Reproduce every one of the following items word for word, changing nothing.

-- start Material for this exercise --

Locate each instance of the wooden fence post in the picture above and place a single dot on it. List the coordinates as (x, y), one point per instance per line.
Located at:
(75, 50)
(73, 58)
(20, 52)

-- end Material for this exercise --

- _Result for this exercise_
Locate each instance of the wooden fence post in the picture above and place a single dot on it. List the coordinates as (x, y), one point per instance per line.
Located at:
(75, 50)
(73, 58)
(20, 52)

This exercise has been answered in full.